[Data excerpts]

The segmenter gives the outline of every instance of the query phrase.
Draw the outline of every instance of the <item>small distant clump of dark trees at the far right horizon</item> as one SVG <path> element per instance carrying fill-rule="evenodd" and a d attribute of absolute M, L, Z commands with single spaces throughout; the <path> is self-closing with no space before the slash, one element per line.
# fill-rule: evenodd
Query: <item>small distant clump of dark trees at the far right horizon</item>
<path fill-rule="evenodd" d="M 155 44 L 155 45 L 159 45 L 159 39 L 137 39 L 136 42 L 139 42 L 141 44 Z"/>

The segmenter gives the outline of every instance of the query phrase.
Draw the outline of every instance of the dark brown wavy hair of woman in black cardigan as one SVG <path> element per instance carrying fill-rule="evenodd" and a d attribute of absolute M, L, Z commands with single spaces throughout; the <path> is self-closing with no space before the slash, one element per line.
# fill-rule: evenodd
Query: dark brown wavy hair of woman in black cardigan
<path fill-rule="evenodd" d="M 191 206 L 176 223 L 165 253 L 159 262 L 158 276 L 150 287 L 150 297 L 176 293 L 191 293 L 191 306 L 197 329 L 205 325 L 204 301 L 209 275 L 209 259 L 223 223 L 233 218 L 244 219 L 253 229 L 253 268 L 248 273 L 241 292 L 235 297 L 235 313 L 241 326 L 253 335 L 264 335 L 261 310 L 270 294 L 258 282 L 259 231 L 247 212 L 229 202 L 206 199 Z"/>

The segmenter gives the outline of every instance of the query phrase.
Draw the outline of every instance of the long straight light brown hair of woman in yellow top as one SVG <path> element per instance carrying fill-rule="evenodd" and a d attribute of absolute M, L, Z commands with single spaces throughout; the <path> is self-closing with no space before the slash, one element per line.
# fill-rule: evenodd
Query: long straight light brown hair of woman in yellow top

[/Data excerpts]

Across the records above, return every line that contains the word "absolute".

Draw the outline of every instance of the <item>small distant clump of dark trees at the far right horizon</item> as one SVG <path> element per instance carrying fill-rule="evenodd" and a d attribute of absolute M, L, Z commands with single spaces throughout; the <path> is self-closing with no space before the slash, one element per line.
Draw the outline of every instance of the dark brown wavy hair of woman in black cardigan as one SVG <path> element per instance carrying fill-rule="evenodd" and a d attribute of absolute M, L, Z commands with single spaces throughout; the <path> is self-closing with no space before the slash, one element per line.
Draw the outline of every instance of the long straight light brown hair of woman in yellow top as one SVG <path> element per instance carrying fill-rule="evenodd" and a d attribute of absolute M, L, Z commands with single spaces throughout; the <path> is self-closing with no space before the slash, one element per line.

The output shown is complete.